▽

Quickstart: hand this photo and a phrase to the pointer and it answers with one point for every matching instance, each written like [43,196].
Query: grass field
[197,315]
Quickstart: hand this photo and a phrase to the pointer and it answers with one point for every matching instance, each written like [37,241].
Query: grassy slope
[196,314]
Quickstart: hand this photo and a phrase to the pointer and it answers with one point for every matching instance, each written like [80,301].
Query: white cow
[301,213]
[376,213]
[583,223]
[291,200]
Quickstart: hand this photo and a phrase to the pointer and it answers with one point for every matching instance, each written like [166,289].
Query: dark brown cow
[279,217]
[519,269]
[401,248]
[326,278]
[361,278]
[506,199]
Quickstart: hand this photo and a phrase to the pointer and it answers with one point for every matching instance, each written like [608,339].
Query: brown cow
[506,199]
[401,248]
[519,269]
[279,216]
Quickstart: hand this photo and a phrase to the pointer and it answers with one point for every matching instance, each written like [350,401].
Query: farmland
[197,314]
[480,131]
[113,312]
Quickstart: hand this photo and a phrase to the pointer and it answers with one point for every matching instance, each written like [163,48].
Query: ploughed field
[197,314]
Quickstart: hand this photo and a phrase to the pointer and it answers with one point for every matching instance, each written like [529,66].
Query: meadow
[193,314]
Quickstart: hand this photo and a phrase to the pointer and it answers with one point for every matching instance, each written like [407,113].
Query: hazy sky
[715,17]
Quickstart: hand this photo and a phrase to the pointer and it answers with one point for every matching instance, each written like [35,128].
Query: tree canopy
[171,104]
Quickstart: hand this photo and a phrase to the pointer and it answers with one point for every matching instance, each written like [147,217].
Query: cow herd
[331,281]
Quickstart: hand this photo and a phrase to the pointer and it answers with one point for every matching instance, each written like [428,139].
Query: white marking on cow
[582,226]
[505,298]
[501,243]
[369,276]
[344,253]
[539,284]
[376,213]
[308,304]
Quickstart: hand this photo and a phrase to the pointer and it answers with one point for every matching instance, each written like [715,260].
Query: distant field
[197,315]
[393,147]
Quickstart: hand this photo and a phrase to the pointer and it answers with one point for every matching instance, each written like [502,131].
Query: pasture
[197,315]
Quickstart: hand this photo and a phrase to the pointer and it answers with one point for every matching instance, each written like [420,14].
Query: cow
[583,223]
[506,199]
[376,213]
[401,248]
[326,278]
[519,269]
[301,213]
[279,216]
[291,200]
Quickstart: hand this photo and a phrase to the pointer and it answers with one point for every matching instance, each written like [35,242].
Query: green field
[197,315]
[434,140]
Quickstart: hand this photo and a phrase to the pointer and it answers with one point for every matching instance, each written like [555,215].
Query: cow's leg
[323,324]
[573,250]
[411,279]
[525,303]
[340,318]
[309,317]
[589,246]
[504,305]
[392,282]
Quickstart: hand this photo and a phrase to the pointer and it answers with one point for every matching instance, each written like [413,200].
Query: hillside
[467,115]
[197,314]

△

▶ **Your goal**
Reproduce every one of the lines above word for word.

▶ **Answer to this problem**
Quickstart: hand this photo and a phrase to the pointer and it answers with one point for every matching instance, each written like [43,196].
Query: grass field
[197,315]
Quickstart: hand this photo and a phrase to the pointer and it answers with one point for every matching instance, each written like [37,241].
Query: grassy slope
[196,314]
Quickstart: hand this photo and a phrase to the pointer and it answers with one point for every matching instance, each written like [80,301].
Query: white cow
[301,213]
[376,213]
[583,223]
[291,200]
Quickstart: hand this photo and a phrase to the pointer and it answers with one point for every matching instance, each written like [166,289].
Query: dark brown cow
[279,217]
[519,269]
[401,248]
[326,278]
[361,278]
[506,199]
Quickstart: hand this photo and a phrase to the pointer and it answers with one point for every matching instance, each written like [608,339].
Query: brown cow
[506,199]
[401,248]
[519,269]
[279,216]
Quickstart: hand this photo and a phrase to the pointer and it answers with one point for every matching instance, each written like [350,401].
Query: farmland
[197,314]
[480,131]
[113,312]
Quickstart: hand this photo and a phrase to the pointer and it answers with one point for every matching instance, each written like [163,48].
Query: ploughed field
[197,314]
Quickstart: hand this photo and a phrase to the pointer and it answers with one point for every matching instance, each written like [529,66].
Query: meadow
[193,314]
Quickstart: hand this photo and a phrase to the pointer and it answers with one point for every matching instance, each written like [407,113].
Query: hazy sky
[715,17]
Quickstart: hand this photo and a phrase to the pointer and it answers with one point for every matching instance, each written like [35,128].
Query: tree canopy
[171,104]
Quickstart: hand this photo and a phrase to the pointer and it answers with one point for every matching instance, each written like [147,217].
Query: cow herd
[331,281]
Quickstart: hand this photo and a phrase to the pointer and it answers with one point for every matching instance, each written like [428,139].
Query: white marking on cow
[582,226]
[505,298]
[501,243]
[369,276]
[344,253]
[539,284]
[376,213]
[308,304]
Quickstart: hand this photo and a phrase to the pointer and it answers with one point for every matching instance, each written like [715,260].
Query: distant field
[197,315]
[393,147]
Quickstart: hand this photo and a phrase to the pointer and it answers with one point for every matching instance, each written like [502,131].
Query: pasture
[197,315]
Quickstart: hand this photo and a phrase to the pointer and it answers with one point for every matching instance, each written like [420,14].
Query: cow
[583,223]
[506,199]
[376,213]
[401,248]
[326,278]
[519,269]
[301,213]
[279,216]
[291,200]
Quickstart: hand this photo and a phrase to the pointer and it answers with one point for every matching instance, each written like [35,242].
Query: green field
[197,315]
[434,140]
Quickstart: hand this photo and a phrase to the pointer and it answers with one point for every matching instance, each written like [555,215].
Query: cow's leg
[323,324]
[573,250]
[411,279]
[525,303]
[340,318]
[309,317]
[589,246]
[504,305]
[392,282]
Quickstart: hand this photo and a phrase to the pointer and it answers with one point for every matching instance, each written like [413,200].
Query: hillside
[467,115]
[197,314]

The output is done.